***** DATA IN THIS EXERCISE
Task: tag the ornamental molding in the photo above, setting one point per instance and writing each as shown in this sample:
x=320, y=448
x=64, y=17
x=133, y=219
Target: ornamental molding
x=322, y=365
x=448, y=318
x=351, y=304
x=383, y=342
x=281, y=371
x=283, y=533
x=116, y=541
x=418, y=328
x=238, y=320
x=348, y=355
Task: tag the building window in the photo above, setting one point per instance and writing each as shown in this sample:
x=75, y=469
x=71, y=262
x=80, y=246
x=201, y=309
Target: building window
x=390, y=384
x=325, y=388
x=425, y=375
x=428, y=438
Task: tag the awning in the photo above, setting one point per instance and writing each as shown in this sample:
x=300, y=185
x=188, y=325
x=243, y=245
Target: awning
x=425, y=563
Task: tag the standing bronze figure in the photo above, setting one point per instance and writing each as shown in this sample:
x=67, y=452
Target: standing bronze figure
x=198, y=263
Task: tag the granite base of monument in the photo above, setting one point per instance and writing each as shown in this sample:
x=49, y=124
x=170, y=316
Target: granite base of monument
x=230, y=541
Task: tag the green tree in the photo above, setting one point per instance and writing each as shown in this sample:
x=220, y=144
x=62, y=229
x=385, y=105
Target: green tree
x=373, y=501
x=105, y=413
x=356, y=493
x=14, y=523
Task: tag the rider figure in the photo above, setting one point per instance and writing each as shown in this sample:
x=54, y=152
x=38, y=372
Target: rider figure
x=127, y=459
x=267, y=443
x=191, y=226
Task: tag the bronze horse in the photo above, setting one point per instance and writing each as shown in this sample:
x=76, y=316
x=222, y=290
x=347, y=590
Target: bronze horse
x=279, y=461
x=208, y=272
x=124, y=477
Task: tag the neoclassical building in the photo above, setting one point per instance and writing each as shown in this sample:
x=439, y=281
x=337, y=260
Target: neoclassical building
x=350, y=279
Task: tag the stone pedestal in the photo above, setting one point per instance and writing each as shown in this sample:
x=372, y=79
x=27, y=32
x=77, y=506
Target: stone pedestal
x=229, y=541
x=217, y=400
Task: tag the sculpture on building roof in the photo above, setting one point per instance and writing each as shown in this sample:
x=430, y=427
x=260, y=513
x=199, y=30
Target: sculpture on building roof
**********
> **SHORT PROBLEM**: Reproduce all of the items above word for word, keeping every line and its order unchanged.

> **FINISHED ANSWER**:
Task: tag the ornamental molding in the photo above, setting one point per instance and writing each as shown in this sample:
x=320, y=448
x=64, y=17
x=133, y=219
Target: ornamental molding
x=322, y=365
x=448, y=318
x=351, y=304
x=383, y=342
x=281, y=371
x=283, y=533
x=116, y=541
x=418, y=328
x=238, y=320
x=348, y=355
Task: tag the building window in the photo above, setting one point per instance and writing each as shown in this sample:
x=75, y=469
x=71, y=262
x=80, y=246
x=201, y=309
Target: building window
x=390, y=384
x=325, y=388
x=425, y=375
x=428, y=438
Task: tag the awning in the photo above, setting one point per instance and writing each as shown in this sample:
x=300, y=185
x=188, y=325
x=243, y=245
Target: awning
x=425, y=563
Task: tag the standing bronze figure in the photo above, setting one point per instance and writing each as shown in this sample:
x=67, y=452
Target: standing bronze figure
x=198, y=263
Task: tag the granite base of monument in the photo above, setting one point per instance and writing each as shown in this sample:
x=49, y=124
x=170, y=316
Target: granite base of monument
x=230, y=541
Task: tag the green tree in the photo above, setting one point per instance and writing each as shown in this sample:
x=220, y=144
x=62, y=229
x=385, y=105
Target: green tree
x=373, y=501
x=105, y=413
x=356, y=493
x=14, y=523
Task: tag the rider figure in the photo above, setting one point per instance and writing each as shown in this sample:
x=54, y=152
x=38, y=372
Target: rider figure
x=127, y=459
x=267, y=443
x=191, y=226
Task: tag the bronze horse in the photo above, setting one point per instance and writing each as shown in this sample:
x=76, y=316
x=222, y=290
x=347, y=590
Target: bronze horse
x=279, y=461
x=208, y=272
x=124, y=477
Task: tag the neoclassical building in the photo above, setting one point per instance and writing each as shown in this sample:
x=439, y=281
x=337, y=260
Target: neoclassical building
x=350, y=279
Task: tag the stone pedestal in the photo above, setting one point per instance and writing each as shown in this sample:
x=372, y=79
x=27, y=32
x=77, y=506
Target: stone pedestal
x=229, y=541
x=217, y=400
Task: tag the sculpture on building roof in the photo above, setting one point per instance and writing each as shown in this sample:
x=430, y=427
x=260, y=513
x=199, y=30
Target: sculpture on building roof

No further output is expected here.